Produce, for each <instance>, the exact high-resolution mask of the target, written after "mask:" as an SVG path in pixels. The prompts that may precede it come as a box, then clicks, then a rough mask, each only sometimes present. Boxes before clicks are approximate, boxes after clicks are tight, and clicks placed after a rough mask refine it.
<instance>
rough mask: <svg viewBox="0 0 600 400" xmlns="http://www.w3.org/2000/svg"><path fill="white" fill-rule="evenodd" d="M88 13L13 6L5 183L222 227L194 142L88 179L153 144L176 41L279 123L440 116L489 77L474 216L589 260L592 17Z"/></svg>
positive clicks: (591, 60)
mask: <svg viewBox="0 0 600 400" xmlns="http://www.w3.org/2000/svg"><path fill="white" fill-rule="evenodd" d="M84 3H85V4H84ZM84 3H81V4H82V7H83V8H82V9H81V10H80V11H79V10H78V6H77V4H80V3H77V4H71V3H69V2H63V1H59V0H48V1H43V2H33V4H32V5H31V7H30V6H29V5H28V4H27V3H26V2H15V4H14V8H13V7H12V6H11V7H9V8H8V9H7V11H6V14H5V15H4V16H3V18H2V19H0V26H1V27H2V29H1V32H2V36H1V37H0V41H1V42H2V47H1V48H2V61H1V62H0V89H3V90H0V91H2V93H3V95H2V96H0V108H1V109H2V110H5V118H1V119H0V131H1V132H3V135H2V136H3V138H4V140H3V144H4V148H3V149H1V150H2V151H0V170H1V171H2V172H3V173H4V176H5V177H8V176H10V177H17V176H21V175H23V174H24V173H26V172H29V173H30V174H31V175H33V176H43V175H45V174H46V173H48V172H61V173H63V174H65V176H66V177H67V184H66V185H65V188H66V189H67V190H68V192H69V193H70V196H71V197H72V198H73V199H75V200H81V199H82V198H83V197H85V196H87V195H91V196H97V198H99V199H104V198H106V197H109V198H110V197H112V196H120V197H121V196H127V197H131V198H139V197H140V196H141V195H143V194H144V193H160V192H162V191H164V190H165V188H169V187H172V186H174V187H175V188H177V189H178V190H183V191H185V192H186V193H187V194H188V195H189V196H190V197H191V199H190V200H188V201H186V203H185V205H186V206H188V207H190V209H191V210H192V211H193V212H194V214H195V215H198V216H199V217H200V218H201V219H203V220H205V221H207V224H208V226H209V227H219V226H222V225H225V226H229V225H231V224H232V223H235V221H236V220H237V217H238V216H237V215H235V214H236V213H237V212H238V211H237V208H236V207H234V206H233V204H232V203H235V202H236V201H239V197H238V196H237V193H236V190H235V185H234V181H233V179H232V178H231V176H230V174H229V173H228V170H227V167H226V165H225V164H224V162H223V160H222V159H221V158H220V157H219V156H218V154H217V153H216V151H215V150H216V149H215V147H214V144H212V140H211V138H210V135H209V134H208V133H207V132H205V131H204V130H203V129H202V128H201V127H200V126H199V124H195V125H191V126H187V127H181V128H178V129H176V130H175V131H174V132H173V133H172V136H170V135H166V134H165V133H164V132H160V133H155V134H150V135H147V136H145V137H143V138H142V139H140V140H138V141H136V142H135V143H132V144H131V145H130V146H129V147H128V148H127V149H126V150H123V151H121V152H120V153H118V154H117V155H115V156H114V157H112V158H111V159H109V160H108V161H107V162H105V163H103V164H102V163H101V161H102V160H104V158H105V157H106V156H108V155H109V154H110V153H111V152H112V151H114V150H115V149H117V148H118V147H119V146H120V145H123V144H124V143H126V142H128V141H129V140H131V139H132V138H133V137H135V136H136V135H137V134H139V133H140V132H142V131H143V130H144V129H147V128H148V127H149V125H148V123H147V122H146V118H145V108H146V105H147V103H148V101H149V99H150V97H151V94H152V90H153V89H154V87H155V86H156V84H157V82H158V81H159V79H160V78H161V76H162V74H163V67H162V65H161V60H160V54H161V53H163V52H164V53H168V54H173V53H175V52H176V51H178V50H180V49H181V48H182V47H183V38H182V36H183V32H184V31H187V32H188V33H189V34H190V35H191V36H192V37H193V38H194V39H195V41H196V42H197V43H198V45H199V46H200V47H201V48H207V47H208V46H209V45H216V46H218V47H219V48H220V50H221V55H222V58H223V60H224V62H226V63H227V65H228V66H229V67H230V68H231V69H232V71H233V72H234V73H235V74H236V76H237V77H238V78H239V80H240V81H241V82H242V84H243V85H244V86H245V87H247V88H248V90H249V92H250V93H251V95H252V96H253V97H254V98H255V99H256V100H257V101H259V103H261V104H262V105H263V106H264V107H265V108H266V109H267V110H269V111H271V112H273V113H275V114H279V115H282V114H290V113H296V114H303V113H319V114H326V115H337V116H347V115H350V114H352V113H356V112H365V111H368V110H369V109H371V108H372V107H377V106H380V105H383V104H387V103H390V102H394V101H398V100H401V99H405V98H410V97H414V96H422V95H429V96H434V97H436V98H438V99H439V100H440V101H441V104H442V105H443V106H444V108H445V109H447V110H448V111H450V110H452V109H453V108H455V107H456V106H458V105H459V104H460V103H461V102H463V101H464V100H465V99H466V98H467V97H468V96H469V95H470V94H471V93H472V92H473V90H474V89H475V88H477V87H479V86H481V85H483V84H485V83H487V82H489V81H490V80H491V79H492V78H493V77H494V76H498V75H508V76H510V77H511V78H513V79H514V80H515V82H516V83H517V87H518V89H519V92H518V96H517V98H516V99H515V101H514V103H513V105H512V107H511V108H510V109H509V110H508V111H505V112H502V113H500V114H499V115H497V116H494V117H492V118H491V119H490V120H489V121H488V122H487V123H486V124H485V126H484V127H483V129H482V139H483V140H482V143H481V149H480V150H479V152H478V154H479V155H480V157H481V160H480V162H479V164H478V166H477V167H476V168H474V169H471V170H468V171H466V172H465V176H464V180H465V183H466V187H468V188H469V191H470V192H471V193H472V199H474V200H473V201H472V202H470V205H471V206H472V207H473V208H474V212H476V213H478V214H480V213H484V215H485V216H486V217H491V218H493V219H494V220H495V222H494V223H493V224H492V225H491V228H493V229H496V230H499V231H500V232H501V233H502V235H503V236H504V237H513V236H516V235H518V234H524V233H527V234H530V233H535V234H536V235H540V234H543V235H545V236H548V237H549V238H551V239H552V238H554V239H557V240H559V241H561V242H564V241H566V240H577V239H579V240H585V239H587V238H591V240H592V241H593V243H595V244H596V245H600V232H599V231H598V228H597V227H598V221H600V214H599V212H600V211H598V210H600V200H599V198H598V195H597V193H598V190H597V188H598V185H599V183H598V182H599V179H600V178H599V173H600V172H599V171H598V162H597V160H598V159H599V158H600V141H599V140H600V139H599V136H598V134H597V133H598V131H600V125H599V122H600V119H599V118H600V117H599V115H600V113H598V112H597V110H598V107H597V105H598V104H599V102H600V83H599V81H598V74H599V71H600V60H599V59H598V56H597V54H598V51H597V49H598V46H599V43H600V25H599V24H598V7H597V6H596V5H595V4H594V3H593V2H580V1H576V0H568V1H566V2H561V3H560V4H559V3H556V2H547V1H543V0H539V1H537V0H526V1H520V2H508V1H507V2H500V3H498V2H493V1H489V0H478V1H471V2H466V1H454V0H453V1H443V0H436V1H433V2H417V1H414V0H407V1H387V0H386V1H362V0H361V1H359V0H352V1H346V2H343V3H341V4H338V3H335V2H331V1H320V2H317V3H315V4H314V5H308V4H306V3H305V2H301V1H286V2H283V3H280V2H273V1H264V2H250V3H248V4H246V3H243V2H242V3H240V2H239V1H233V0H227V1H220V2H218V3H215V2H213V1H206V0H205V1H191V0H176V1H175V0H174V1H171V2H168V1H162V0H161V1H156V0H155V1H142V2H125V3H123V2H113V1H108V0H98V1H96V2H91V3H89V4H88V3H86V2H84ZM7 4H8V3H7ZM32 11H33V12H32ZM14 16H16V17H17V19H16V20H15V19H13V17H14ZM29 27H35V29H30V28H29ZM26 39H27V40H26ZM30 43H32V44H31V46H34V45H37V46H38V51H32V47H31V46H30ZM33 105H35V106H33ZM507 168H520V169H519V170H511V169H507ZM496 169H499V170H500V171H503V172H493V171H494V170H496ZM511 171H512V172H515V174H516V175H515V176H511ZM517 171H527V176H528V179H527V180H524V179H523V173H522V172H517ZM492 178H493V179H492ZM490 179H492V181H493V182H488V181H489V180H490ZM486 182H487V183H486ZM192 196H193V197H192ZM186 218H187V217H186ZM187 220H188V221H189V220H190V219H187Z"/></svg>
====
## About this exercise
Print the stretch from the start of the rows through the line containing "positive clicks: (591, 60)", reproducing every line character for character.

## Exercise result
Produce, for each <instance>, the exact high-resolution mask of the target, written after "mask:" as an SVG path in pixels. The prompts that may precede it come as a box, then clicks, then a rough mask, each only sometimes present. Boxes before clicks are approximate, boxes after clicks are tight, and clicks placed after a rough mask refine it.
<instance>
rough mask: <svg viewBox="0 0 600 400" xmlns="http://www.w3.org/2000/svg"><path fill="white" fill-rule="evenodd" d="M88 13L13 6L5 183L222 227L194 142L88 179L153 144L176 41L279 123L440 116L489 77L474 216L589 260L592 17Z"/></svg>
positive clicks: (591, 60)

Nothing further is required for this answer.